━━ DOCUMENT SEGMENT

Jonathan Niehof
2016-07-04 16:31:19 UTC
In short, the attached snippet contains full (distortion + TCA +
vignetting) lens information for the Canon Powershot SD1100 IS/IXUS
80.
Caveats: the distortion information is from the existing IXUS 80
information in the database. I added TCA and vignetting data to the
IXUS 80 and copied it to the SD1100. This is the older database format
since I'm still running lensfun 0.2.8 (Ubuntu 15.10) and wanted to
make sure it worked with my current darktable. This camera doesn't
have an adjustable aperture, but an ND8 filter; when the filter is in,
the camera reports the "effective" aperture in the EXIF data, i.e. an
aperture that would give the same brightness. I'm assuming the ND
filter doesn't affect the vignetting or TCA.
The very long:
I shot with CHDK to DNG 1.3 raws. This is supposed to embed the
badpixels.bin data (bad pixels reported from the camera firmware) into
DNG opcodes so it can be removed by the raw converter; however, I
found a lot of obvious dead pixels (e.g. cyan blotches) in the dcraw
converted raws. I pulled the CHDK-generated badpixels.bin and parsed
it into the format that dcraw uses for its -P option. I converted all
vignetting images with no interpolation ("dcraw -v -t 0 -4 -o 0 -M -D
foo.DNG") and checked the pgm for zero-value (totally dead) pixels.
All the vignetting images gave identical results, which I merged with
the badpixels.bin list, and then edited calibrate.py to add the
appropriate -P option to all dcraw calls. Python code for all this is
available.
I made a lenses.txt file with the distortion from the existing IXUS80
in lensfun.xml, but with a changed first line: "Canon PowerShot SD1100
IS: Canon, canonSD100IS, 5.9". I edited line 169 of calibrate.py to
default to "Canon PowerShot SD1100 IS" (matching the exif) instead of
"Standard".
For TCA, I made several attempts with buildings before giving up. I
bought two black-and-white checkered tablecloths on Amazon, 137x274cm,
and hung them up. I set up a tripod about 6-7m away. Because at the
shorter focal lengths the pattern didn't fill the frame, I did five
shots: one with the pattern in each corner (filling as much of the
frame as possible) and one with the camera brought closer (about 4m
for the shortest focal length) so the pattern filled the frame. At
longer focal lengths (filling the frame), I took a couple of exposures
with slight movements of the camera between to get some differences. I
shot at ISO 80 (base), exposure on automatic, auto focus, with a 2sec
timer to avoid vibrations from pressing the shutter button. I shot at
all six. All exposure were without the ND filter (although I didn't
force that.)

━━━━
━━ RECORD EXCERPTS

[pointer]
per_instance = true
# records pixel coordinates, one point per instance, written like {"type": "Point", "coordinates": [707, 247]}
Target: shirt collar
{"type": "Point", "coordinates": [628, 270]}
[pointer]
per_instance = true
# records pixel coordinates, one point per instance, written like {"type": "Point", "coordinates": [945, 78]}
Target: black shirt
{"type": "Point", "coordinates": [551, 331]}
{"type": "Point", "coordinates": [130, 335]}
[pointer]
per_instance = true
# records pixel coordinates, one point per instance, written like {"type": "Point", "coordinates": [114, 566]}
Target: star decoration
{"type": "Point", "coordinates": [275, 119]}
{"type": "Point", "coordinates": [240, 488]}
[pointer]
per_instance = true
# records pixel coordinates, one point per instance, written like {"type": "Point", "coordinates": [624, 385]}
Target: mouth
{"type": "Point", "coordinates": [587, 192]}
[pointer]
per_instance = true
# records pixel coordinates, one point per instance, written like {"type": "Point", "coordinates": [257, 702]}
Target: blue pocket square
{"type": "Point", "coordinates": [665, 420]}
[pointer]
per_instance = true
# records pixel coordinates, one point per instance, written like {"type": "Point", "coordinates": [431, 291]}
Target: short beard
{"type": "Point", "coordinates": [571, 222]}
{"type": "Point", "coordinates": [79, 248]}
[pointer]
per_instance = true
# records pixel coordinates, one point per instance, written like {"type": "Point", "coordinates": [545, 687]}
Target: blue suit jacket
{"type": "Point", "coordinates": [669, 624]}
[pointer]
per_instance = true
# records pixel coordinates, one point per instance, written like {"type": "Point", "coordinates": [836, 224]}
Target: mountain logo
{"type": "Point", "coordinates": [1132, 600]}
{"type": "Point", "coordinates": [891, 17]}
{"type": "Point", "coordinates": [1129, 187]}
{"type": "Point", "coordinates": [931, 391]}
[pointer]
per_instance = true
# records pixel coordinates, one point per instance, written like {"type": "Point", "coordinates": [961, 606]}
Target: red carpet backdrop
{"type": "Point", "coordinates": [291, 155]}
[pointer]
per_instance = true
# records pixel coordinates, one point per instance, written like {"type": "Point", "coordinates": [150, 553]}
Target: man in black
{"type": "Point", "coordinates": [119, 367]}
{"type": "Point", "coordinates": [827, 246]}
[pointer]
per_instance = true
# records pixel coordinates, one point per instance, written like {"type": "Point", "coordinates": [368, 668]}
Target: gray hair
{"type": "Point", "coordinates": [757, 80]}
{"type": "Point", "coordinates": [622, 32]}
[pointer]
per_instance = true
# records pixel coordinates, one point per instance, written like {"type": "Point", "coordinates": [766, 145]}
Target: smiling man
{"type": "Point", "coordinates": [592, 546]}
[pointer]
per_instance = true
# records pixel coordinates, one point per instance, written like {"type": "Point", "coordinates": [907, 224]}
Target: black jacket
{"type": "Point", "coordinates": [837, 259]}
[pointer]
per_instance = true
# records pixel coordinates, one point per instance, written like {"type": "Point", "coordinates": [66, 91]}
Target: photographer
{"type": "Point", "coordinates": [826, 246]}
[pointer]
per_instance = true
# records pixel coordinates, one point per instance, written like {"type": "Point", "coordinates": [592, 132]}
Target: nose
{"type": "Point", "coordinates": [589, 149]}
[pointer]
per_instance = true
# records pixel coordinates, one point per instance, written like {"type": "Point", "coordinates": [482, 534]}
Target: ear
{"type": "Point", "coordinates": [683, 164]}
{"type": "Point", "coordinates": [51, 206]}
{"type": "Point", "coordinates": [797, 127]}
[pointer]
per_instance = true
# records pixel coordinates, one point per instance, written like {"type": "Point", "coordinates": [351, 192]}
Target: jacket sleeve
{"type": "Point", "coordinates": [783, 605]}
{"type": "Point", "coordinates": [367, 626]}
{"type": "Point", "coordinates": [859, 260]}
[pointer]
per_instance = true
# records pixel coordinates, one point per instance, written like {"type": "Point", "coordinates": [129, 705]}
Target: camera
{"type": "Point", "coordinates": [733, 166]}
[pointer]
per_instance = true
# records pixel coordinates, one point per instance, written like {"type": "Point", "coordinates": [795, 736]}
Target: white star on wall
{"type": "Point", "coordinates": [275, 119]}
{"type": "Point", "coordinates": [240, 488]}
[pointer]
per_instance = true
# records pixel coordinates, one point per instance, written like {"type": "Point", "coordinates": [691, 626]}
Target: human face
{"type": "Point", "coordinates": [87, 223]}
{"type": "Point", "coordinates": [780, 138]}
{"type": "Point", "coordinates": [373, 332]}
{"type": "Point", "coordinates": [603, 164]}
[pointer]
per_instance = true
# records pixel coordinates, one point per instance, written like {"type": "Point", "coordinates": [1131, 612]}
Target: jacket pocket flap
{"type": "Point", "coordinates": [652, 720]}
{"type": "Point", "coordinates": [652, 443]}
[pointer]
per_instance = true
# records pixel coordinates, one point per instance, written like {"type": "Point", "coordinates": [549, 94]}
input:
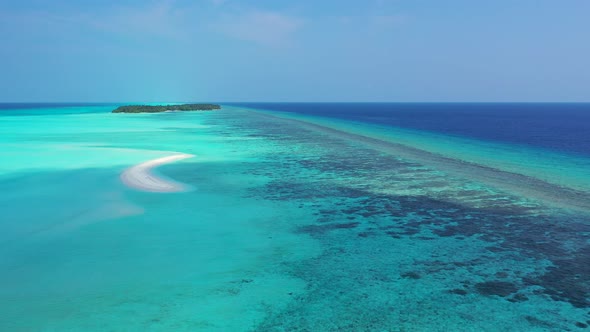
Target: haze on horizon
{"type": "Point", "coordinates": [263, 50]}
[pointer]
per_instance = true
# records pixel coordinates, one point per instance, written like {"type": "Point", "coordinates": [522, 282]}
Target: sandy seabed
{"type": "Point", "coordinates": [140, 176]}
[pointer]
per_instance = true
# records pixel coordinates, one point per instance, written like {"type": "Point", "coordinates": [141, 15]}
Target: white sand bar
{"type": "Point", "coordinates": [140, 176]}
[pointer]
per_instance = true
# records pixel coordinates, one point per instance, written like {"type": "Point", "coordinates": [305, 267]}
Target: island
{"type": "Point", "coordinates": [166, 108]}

━━━━
━━ RECORD EXCERPTS

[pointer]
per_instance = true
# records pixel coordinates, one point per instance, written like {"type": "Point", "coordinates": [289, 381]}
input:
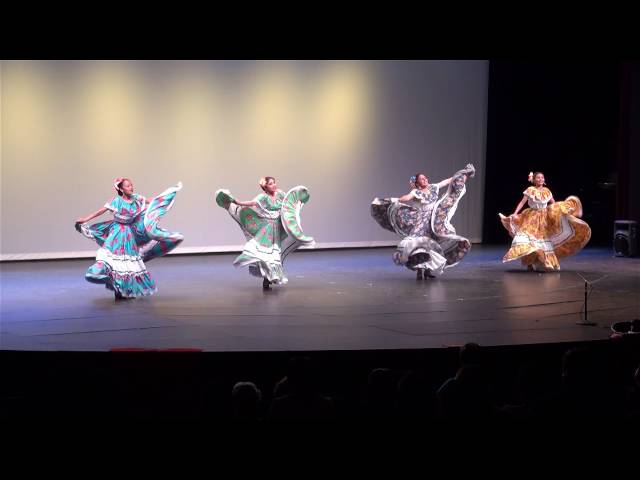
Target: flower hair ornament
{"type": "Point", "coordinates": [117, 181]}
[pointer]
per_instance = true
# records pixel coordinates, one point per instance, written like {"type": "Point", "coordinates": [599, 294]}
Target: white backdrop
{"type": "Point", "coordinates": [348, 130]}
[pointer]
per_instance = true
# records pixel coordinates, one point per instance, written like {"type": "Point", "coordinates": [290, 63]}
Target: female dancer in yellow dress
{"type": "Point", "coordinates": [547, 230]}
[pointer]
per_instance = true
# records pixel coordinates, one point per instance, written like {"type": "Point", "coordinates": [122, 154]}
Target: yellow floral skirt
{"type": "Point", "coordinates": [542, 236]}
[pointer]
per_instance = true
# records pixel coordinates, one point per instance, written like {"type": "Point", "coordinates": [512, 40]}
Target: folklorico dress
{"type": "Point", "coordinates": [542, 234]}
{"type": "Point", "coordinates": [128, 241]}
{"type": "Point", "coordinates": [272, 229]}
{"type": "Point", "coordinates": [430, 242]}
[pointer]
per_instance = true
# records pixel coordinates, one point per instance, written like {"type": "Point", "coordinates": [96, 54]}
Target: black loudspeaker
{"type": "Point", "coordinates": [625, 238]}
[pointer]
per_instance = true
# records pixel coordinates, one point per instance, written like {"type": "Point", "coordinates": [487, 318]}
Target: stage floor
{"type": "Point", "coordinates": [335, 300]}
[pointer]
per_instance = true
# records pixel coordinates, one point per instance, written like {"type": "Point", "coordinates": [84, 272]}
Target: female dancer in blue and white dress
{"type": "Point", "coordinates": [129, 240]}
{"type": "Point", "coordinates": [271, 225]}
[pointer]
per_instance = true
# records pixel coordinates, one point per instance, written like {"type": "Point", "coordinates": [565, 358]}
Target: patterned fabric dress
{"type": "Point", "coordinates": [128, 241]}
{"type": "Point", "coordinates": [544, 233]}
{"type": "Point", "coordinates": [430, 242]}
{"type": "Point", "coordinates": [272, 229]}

━━━━

### EXERCISE INSTRUCTIONS
1 – In the forum post on calibrating the Canon PowerShot SD1100 IS lens, what was hung up as the target for the TCA shots?
2 – Extend the forum post on calibrating the Canon PowerShot SD1100 IS lens, starting after its final sentence.

### ANSWERS TO EACH TASK
1 – Two black-and-white checkered tablecloths, each 137x274cm.

2 –
I ran calibrate.py against all the images with a one-, two-, and
three-parameter fits. For each focal length, I parsed the .tca file
and plotted distortion vs. radius (r and b) for all images, looking
for reasonable agreement between the images. I took the mean of
parameters for all images at each focal length to plot parameter as a
function of focal length, looking for smooth variation with focal
length. (Code available.) The three-parameter (bcv) fit has poor
agreement between images and noisy variation with focal length. At the
shorter focal lengths, the two-parameter (b and v) was clearly very
good. The images taken closer in were clear outliers and I threw them
out. At longer focal length, neither one- nor two-parameter had
perfect agreemnt, but the two- had better, and in all cases the
deviation from no correction was larger than the difference between
the images. So I used the means of the two-parameter fits.
I shot vignetting images against a white ceiling about 2m from the
camera, mounted on a tripod facing up. A lamp was positioned right
next to the tripod and emitting from just above lens level, to avoid
camera shadow. I sandwiched a sheet of Rosco #216 white diffusion gel
between the lens below and glass above (two pieces, a sort of
"floating picture frame" that I had handy.) Focus distance was set at
maximum: I did not bring an image at infinity to focus. Again 80ISO,
auto exposure, 2sec timer, no ND filter. I shot all focal lengths,
then rotated the camera and gel so that the relationship between
ceiling, camera, and gel were all different (lamp and ceiling remained
in the same orientation) before shooting another set.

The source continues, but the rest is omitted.